— begin —

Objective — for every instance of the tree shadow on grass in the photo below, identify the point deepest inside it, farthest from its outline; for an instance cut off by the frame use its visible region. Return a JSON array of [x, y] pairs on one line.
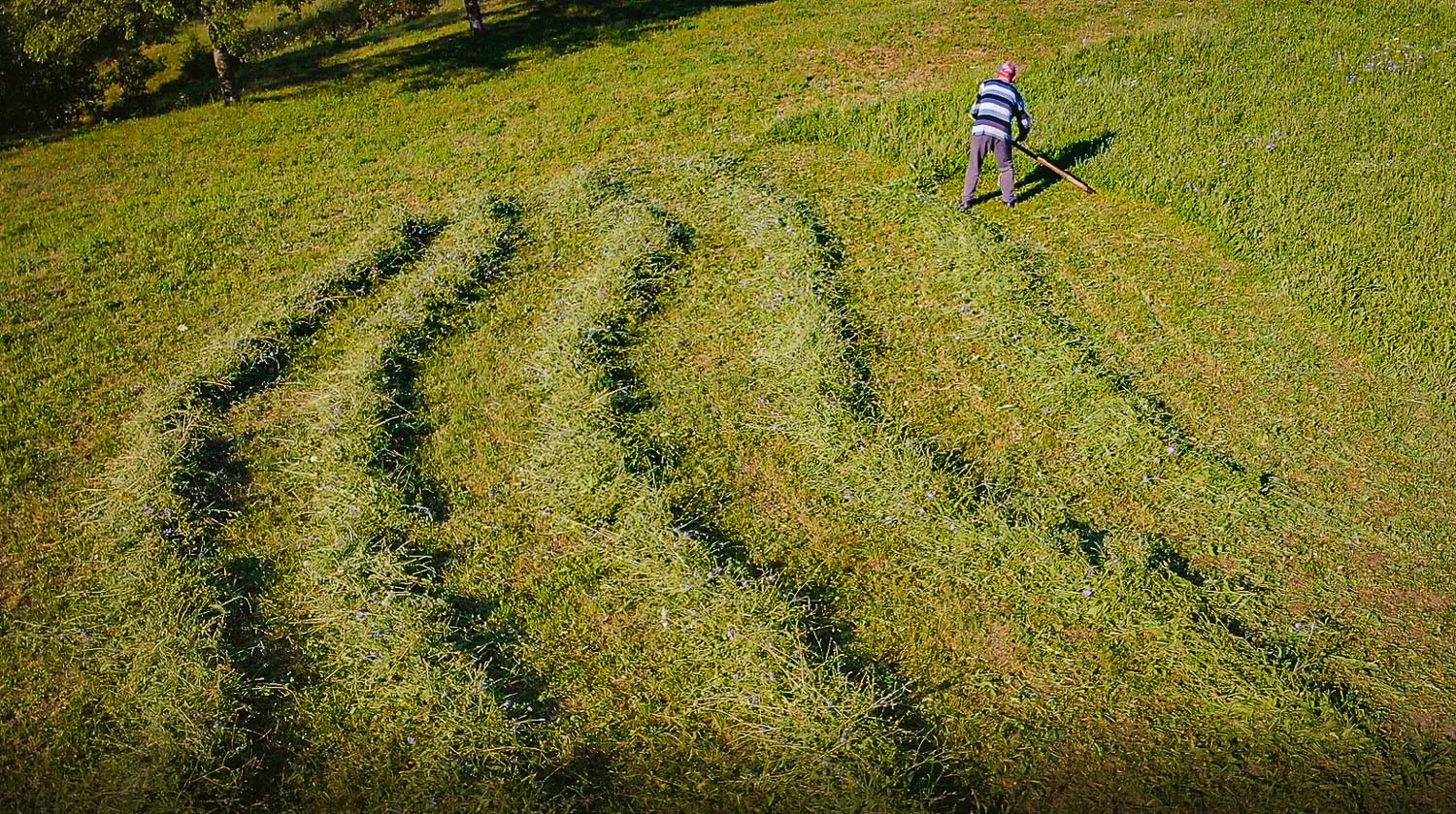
[[1042, 178], [512, 34]]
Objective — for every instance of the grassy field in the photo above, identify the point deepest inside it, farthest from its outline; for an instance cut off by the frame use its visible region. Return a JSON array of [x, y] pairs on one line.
[[616, 412]]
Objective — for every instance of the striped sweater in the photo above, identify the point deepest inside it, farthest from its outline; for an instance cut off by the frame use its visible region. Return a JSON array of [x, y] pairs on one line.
[[998, 102]]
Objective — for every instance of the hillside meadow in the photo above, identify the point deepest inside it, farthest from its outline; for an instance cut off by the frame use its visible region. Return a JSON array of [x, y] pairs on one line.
[[614, 412]]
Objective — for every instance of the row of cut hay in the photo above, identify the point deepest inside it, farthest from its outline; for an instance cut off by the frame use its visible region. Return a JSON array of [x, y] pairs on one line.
[[1196, 502], [980, 566], [169, 702], [690, 671], [1287, 174], [402, 715]]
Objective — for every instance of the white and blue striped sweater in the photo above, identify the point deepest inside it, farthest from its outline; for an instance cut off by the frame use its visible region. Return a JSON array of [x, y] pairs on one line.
[[998, 102]]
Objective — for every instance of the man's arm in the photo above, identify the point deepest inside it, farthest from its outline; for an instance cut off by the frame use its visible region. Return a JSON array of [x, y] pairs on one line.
[[1022, 116]]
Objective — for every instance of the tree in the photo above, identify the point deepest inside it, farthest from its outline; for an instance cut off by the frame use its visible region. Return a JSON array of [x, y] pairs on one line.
[[472, 12], [63, 47]]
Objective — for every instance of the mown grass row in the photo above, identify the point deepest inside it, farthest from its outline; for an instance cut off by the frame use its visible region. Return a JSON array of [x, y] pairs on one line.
[[1229, 505], [699, 654], [1264, 169], [910, 517], [182, 667], [416, 702]]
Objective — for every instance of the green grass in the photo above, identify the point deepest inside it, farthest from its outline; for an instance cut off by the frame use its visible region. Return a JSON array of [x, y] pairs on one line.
[[712, 459]]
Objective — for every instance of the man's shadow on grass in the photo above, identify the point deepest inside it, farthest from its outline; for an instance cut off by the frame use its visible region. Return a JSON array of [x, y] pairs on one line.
[[1042, 178]]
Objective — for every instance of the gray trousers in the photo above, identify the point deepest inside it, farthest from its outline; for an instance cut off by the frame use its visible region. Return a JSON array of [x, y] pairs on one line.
[[981, 145]]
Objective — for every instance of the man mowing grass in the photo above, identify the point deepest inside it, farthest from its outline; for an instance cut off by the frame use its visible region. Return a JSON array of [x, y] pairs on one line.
[[998, 102]]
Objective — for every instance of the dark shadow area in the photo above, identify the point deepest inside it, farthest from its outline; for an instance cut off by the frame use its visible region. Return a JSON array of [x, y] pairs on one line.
[[518, 31], [401, 420], [608, 349], [1091, 542], [941, 784], [1286, 656], [259, 360], [829, 285], [273, 670], [212, 481], [1149, 407], [1042, 178]]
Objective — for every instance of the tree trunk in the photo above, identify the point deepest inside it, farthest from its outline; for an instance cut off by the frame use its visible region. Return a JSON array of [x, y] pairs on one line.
[[226, 64], [472, 12], [223, 60]]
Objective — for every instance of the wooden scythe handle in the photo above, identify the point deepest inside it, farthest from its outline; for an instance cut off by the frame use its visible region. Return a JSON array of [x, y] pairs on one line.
[[1042, 160]]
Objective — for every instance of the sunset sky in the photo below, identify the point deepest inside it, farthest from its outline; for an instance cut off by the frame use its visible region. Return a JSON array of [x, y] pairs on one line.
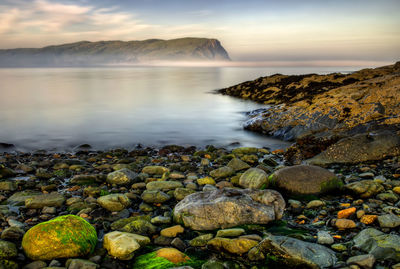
[[254, 30]]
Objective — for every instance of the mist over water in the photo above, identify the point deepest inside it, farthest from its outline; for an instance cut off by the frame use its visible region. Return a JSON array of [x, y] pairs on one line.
[[61, 108]]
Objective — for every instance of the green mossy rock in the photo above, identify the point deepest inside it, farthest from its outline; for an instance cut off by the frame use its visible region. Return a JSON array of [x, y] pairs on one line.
[[62, 237], [165, 258]]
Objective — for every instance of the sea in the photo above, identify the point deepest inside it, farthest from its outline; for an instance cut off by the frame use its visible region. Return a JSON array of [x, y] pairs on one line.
[[58, 109]]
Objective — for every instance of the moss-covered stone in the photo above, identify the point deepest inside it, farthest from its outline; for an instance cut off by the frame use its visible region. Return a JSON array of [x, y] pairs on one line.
[[165, 258], [62, 237]]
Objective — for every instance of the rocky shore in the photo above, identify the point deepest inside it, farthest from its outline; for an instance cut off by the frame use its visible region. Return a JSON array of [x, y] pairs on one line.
[[179, 207], [329, 115]]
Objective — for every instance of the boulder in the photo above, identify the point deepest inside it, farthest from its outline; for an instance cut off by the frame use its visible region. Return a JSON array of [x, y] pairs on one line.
[[54, 199], [294, 253], [228, 207], [123, 176], [62, 237], [122, 245], [360, 148], [254, 178], [305, 180], [114, 202], [382, 246]]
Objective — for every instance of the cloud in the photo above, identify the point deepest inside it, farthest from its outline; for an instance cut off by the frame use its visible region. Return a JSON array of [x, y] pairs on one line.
[[42, 22]]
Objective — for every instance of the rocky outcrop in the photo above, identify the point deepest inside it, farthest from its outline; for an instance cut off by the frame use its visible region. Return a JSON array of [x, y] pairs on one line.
[[87, 53], [322, 109], [209, 210]]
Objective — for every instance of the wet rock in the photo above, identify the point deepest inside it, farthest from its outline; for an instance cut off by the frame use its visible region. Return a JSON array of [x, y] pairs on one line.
[[63, 237], [294, 252], [8, 250], [228, 208], [254, 178], [365, 188], [222, 172], [238, 165], [324, 238], [39, 201], [163, 185], [155, 196], [389, 221], [121, 177], [8, 186], [172, 231], [114, 202], [235, 246], [305, 179], [360, 148], [155, 170], [233, 232], [80, 264], [364, 261], [122, 245], [382, 246]]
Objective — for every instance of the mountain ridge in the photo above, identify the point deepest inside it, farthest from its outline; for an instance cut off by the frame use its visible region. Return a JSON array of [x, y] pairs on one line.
[[83, 53]]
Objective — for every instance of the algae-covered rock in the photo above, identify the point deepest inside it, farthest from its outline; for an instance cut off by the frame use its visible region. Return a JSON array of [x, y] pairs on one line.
[[305, 180], [123, 245], [165, 258], [294, 253], [62, 237], [225, 208], [254, 178]]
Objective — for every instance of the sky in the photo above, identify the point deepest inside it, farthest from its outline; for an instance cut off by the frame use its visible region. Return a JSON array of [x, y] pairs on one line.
[[252, 30]]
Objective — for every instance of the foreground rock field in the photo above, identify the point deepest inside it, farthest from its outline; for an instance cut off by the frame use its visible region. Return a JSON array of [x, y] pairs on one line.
[[196, 208]]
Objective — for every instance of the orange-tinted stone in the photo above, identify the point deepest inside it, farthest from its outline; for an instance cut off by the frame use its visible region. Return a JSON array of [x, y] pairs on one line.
[[345, 213], [345, 224], [368, 219]]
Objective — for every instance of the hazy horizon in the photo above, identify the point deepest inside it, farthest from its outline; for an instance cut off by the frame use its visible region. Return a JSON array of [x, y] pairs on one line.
[[325, 32]]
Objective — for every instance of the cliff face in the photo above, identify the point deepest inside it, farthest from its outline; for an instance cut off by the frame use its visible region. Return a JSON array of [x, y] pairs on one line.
[[113, 52]]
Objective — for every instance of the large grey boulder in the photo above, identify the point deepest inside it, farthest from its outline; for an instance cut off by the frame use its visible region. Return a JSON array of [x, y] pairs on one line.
[[382, 246], [305, 179], [360, 148], [228, 207], [294, 253]]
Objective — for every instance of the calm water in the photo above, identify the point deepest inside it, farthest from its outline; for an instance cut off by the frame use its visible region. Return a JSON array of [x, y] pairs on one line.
[[58, 109]]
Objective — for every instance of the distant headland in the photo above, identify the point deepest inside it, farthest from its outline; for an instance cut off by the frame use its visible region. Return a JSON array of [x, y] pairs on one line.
[[85, 53]]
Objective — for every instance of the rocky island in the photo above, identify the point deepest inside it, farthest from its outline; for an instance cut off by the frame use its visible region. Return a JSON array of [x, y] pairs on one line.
[[87, 53], [187, 207]]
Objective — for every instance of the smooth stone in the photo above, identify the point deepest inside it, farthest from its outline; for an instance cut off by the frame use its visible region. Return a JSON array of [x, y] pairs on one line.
[[254, 178], [294, 252], [123, 176], [155, 197], [228, 207], [389, 221], [238, 165], [235, 246], [163, 185], [305, 180], [222, 172], [80, 264], [365, 188], [366, 261], [67, 236], [155, 170], [201, 240], [382, 246], [39, 201], [324, 238], [233, 232], [172, 231], [122, 245], [8, 250], [114, 202]]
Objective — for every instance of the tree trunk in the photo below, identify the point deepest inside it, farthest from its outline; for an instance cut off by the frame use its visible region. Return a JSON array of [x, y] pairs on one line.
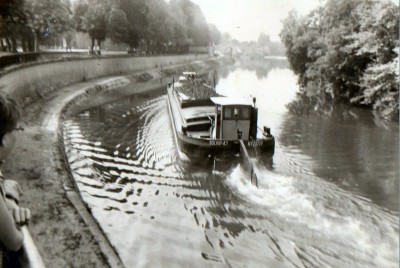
[[3, 46], [23, 44], [14, 44], [8, 43], [93, 43], [36, 41]]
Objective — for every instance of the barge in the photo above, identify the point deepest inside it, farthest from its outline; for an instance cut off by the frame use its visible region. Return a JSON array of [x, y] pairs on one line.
[[210, 126]]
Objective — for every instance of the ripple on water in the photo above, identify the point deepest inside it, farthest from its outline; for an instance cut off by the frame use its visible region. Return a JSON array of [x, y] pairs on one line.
[[157, 211]]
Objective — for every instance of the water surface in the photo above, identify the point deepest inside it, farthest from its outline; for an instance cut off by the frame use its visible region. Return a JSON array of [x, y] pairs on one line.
[[330, 198]]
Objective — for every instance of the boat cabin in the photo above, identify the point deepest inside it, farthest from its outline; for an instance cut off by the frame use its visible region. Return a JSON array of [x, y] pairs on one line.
[[219, 118], [187, 76], [234, 119]]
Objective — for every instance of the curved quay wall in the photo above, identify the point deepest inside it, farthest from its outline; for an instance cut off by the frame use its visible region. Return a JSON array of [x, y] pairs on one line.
[[31, 83]]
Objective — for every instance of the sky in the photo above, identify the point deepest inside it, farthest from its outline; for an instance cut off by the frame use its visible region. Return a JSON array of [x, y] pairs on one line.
[[244, 20]]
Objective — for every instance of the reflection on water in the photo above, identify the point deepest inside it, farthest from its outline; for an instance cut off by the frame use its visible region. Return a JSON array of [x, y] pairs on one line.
[[158, 211]]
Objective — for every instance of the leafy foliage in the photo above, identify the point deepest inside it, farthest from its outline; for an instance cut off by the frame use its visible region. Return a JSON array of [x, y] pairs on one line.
[[346, 49]]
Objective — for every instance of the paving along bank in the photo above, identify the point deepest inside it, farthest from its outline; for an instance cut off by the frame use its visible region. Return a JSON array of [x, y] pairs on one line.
[[61, 226]]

— end —

• _The problem_:
Present the part of the records above that opens with the line containing "Objective — for every instance of the cliff" and closes with the line containing "[[382, 246], [305, 179], [360, 148], [228, 207], [294, 253]]" as a Markdown table with the columns Row and Line, numbering each line in order and leaving out blank lines.

• _Solved exercise_:
| Row | Line |
|---|---|
| 1 | Objective — for every instance of the cliff face in the photo above, identify the point deepest inside it, farthest from its outline; for an instance cut off by the frame use its visible region. Return a JSON array of [x, y] pairs on one line. |
| 2 | [[113, 52]] |
| 3 | Objective — for every instance of the large grey boulder in the photo above, identify the point deepest inside it, farthest from its outline; for an instance cut off by the frame use its visible region. Return a JSON array of [x, y] pairs on one line. |
| 4 | [[382, 246], [305, 179], [360, 148], [228, 207], [294, 253]] |